Start of Entries shown

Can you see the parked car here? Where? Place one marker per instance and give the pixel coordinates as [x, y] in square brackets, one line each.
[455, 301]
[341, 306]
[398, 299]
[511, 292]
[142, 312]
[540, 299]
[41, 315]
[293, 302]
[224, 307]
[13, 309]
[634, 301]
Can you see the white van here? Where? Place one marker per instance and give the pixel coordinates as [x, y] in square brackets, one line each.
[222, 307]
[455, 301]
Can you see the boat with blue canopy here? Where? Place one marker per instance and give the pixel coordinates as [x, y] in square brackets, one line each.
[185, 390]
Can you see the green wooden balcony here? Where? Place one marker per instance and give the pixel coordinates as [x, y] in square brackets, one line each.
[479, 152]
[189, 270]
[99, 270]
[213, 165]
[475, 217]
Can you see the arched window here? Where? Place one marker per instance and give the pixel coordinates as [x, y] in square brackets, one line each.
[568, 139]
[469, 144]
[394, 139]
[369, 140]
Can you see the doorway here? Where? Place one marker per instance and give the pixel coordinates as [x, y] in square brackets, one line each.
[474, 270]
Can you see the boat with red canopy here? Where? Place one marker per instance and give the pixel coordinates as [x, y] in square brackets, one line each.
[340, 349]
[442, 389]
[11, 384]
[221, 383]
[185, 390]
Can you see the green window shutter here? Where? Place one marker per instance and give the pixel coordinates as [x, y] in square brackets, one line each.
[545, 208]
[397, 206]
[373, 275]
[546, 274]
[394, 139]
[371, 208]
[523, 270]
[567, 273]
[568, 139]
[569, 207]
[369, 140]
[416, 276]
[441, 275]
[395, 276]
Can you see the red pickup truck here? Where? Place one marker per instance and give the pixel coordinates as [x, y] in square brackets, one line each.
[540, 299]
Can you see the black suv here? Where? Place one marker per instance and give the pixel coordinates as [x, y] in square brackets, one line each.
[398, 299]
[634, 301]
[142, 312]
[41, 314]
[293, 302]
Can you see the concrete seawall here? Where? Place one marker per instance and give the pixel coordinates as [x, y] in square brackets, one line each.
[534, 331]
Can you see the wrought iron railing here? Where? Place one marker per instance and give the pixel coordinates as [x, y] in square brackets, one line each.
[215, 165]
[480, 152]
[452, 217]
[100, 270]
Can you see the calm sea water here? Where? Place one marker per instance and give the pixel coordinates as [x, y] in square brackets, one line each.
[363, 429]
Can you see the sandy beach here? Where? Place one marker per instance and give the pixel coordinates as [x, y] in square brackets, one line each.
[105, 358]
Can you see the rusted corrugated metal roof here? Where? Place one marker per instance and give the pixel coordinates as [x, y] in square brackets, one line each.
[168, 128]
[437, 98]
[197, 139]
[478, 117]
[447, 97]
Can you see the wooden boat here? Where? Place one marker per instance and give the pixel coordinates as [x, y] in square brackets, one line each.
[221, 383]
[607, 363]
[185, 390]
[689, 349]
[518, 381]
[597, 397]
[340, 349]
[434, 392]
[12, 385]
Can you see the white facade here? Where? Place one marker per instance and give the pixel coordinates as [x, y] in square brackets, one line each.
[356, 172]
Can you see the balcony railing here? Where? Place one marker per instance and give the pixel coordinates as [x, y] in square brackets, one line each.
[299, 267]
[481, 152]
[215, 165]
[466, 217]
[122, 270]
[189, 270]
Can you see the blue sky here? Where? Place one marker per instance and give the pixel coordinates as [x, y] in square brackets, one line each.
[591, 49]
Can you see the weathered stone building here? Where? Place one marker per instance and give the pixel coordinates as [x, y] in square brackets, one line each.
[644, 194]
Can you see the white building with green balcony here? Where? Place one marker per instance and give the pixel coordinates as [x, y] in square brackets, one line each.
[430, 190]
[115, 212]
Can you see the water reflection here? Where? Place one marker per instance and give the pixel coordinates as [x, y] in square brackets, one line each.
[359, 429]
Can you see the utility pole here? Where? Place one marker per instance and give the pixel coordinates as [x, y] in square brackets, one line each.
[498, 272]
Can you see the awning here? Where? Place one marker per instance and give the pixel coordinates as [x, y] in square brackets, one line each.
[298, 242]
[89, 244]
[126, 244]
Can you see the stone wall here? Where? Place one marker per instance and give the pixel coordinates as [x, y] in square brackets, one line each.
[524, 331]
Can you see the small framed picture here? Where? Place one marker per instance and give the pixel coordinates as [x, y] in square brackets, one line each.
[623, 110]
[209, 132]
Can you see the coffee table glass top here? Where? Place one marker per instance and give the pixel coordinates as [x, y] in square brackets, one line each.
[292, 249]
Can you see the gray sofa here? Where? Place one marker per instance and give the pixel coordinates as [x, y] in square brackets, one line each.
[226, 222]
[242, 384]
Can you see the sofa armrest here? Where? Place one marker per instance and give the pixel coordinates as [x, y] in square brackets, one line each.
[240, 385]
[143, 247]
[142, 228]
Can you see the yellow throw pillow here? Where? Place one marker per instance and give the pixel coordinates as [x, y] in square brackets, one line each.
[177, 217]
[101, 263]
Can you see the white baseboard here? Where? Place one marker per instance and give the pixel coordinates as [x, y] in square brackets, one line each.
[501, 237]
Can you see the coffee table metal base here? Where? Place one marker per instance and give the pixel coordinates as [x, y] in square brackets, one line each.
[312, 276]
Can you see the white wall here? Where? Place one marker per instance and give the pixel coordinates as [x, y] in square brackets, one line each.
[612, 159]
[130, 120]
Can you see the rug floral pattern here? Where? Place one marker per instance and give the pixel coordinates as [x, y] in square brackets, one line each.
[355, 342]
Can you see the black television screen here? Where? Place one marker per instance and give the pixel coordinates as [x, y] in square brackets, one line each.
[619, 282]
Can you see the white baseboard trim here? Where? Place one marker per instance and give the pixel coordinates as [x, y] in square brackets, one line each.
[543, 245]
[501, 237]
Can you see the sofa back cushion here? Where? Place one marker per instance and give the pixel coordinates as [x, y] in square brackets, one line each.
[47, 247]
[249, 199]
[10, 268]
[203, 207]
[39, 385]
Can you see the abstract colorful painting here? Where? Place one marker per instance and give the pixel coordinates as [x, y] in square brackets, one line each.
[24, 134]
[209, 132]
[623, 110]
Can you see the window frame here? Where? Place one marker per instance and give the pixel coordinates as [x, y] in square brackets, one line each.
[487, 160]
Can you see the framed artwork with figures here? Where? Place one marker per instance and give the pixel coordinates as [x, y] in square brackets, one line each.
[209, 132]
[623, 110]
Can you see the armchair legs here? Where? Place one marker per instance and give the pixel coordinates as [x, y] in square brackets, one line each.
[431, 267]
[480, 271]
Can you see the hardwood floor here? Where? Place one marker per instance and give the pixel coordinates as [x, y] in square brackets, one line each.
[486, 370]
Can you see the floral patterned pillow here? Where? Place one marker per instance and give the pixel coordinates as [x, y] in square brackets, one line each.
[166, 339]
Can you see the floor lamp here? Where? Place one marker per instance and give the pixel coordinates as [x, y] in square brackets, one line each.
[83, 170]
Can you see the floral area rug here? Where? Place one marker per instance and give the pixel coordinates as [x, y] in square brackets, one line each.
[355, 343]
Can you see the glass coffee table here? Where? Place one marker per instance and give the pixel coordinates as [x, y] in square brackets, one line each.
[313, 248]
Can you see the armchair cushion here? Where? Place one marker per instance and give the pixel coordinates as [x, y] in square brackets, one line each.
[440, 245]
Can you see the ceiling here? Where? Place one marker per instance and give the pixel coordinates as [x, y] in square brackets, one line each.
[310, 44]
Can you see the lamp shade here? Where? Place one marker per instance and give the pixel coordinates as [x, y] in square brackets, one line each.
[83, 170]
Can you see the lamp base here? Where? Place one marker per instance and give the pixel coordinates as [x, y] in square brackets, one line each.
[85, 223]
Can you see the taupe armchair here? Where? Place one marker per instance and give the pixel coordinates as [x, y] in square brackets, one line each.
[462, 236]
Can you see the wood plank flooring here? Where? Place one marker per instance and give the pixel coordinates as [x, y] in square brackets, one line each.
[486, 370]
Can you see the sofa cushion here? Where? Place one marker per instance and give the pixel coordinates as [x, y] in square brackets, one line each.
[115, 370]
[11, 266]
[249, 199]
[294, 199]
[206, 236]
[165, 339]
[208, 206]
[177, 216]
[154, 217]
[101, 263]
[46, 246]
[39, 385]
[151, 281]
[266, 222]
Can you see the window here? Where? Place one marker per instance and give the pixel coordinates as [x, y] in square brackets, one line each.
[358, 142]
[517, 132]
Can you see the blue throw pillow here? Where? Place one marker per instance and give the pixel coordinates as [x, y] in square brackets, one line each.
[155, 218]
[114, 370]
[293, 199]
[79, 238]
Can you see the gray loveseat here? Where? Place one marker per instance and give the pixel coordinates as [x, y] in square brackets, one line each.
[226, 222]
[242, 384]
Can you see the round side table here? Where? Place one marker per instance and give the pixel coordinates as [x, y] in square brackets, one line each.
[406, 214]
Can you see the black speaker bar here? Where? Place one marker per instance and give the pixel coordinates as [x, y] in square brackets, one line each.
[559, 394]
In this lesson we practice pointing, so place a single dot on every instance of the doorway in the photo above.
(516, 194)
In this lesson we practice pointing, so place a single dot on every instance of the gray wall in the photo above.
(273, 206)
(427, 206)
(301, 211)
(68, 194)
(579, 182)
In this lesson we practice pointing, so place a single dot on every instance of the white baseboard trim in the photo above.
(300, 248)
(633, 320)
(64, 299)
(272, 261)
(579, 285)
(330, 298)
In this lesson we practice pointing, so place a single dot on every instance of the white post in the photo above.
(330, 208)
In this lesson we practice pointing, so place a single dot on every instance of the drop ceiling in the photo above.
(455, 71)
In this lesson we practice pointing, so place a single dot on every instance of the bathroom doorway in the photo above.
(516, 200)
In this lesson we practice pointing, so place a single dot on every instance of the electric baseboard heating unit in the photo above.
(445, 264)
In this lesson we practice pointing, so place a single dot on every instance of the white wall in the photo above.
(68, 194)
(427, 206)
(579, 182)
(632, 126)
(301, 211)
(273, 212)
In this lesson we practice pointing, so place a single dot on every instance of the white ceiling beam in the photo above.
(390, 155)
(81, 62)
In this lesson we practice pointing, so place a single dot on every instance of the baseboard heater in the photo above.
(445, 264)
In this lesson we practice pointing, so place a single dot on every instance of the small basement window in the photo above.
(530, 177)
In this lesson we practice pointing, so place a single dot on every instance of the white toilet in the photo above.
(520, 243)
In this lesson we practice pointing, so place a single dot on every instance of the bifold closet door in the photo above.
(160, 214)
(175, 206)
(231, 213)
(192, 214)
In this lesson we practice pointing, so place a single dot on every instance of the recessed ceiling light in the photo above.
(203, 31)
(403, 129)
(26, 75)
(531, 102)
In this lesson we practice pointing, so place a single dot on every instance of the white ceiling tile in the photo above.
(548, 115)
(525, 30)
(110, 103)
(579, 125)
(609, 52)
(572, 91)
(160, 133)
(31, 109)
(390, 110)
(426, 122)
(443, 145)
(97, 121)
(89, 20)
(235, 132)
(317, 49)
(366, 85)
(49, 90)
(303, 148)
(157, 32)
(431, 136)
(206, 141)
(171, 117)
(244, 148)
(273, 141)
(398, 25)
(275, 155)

End of Entries shown

■ Work to be completed
Give again, exactly, every line from the one holding "light in the photo above." to the last line of the data.

■ Output below
In this lesson we practice pointing, so place a single dot on every instance of the recessed ceiling light in the photo above.
(203, 31)
(403, 129)
(26, 75)
(531, 102)
In this lesson we practice pointing, so place a single dot on every instance of the white ceiling tile in the photo above.
(548, 115)
(525, 30)
(110, 103)
(579, 125)
(609, 52)
(572, 91)
(160, 133)
(31, 109)
(390, 110)
(426, 122)
(443, 145)
(97, 121)
(89, 20)
(235, 132)
(317, 49)
(366, 85)
(49, 90)
(303, 148)
(157, 32)
(431, 136)
(206, 141)
(171, 117)
(244, 148)
(273, 141)
(398, 25)
(275, 155)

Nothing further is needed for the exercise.